* _THE PROBLEM_
Pull out every line below that contains the string "cabinet", treating uppercase and lowercase as different.

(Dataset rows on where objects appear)
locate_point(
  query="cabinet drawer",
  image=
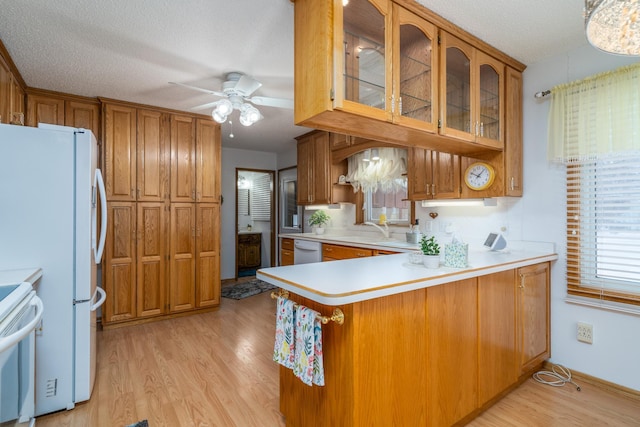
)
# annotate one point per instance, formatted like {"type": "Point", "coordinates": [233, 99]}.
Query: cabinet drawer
{"type": "Point", "coordinates": [286, 244]}
{"type": "Point", "coordinates": [331, 252]}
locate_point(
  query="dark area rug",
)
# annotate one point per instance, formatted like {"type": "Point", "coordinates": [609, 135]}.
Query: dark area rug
{"type": "Point", "coordinates": [245, 289]}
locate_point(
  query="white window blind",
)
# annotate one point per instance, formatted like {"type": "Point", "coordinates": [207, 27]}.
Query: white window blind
{"type": "Point", "coordinates": [603, 234]}
{"type": "Point", "coordinates": [261, 198]}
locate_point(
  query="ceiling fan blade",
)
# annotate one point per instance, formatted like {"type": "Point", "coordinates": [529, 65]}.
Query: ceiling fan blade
{"type": "Point", "coordinates": [246, 85]}
{"type": "Point", "coordinates": [210, 92]}
{"type": "Point", "coordinates": [272, 102]}
{"type": "Point", "coordinates": [204, 106]}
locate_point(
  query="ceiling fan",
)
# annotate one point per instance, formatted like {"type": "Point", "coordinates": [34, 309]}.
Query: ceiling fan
{"type": "Point", "coordinates": [236, 95]}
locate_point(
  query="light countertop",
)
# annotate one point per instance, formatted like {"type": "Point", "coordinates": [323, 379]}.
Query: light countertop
{"type": "Point", "coordinates": [352, 280]}
{"type": "Point", "coordinates": [30, 275]}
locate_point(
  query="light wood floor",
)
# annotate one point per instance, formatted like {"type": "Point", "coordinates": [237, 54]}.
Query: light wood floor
{"type": "Point", "coordinates": [215, 369]}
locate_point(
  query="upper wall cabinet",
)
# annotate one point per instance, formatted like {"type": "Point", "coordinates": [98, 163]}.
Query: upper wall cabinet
{"type": "Point", "coordinates": [472, 94]}
{"type": "Point", "coordinates": [374, 69]}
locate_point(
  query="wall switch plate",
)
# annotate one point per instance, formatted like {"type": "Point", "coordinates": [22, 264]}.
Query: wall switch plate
{"type": "Point", "coordinates": [585, 332]}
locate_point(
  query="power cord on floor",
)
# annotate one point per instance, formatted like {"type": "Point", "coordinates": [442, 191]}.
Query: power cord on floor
{"type": "Point", "coordinates": [557, 377]}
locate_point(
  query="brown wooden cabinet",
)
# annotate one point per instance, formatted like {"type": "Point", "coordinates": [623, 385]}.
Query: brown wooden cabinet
{"type": "Point", "coordinates": [286, 251]}
{"type": "Point", "coordinates": [497, 356]}
{"type": "Point", "coordinates": [513, 134]}
{"type": "Point", "coordinates": [62, 109]}
{"type": "Point", "coordinates": [12, 100]}
{"type": "Point", "coordinates": [249, 251]}
{"type": "Point", "coordinates": [472, 93]}
{"type": "Point", "coordinates": [532, 315]}
{"type": "Point", "coordinates": [151, 249]}
{"type": "Point", "coordinates": [119, 263]}
{"type": "Point", "coordinates": [452, 351]}
{"type": "Point", "coordinates": [432, 175]}
{"type": "Point", "coordinates": [182, 257]}
{"type": "Point", "coordinates": [168, 165]}
{"type": "Point", "coordinates": [375, 69]}
{"type": "Point", "coordinates": [317, 175]}
{"type": "Point", "coordinates": [456, 352]}
{"type": "Point", "coordinates": [335, 252]}
{"type": "Point", "coordinates": [314, 163]}
{"type": "Point", "coordinates": [207, 254]}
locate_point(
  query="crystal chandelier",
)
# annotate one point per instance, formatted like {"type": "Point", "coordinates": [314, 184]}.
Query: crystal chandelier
{"type": "Point", "coordinates": [613, 25]}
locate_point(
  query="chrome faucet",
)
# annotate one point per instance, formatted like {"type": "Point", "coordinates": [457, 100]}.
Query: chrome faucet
{"type": "Point", "coordinates": [384, 231]}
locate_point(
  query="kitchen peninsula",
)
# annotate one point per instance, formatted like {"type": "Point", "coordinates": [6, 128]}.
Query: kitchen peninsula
{"type": "Point", "coordinates": [418, 346]}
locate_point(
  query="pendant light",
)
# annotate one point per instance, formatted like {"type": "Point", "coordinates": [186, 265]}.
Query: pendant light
{"type": "Point", "coordinates": [613, 26]}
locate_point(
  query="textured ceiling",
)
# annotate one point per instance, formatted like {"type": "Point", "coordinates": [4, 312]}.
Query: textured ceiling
{"type": "Point", "coordinates": [131, 49]}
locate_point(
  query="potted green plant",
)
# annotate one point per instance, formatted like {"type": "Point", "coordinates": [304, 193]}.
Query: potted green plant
{"type": "Point", "coordinates": [318, 220]}
{"type": "Point", "coordinates": [430, 252]}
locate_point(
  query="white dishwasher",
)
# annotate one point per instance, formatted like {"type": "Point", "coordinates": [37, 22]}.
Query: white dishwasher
{"type": "Point", "coordinates": [305, 252]}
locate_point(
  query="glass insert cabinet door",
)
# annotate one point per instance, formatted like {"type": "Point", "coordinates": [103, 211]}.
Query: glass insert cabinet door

* _RESPONSE FOR THIS EXERCISE_
  query="cabinet drawer",
Query: cabinet drawer
  query="upper wall cabinet",
Query: upper wall cabinet
  query="brown wooden cabinet",
Query: brown wooden cabinet
  query="glass insert cabinet door",
Query: glass insert cabinet door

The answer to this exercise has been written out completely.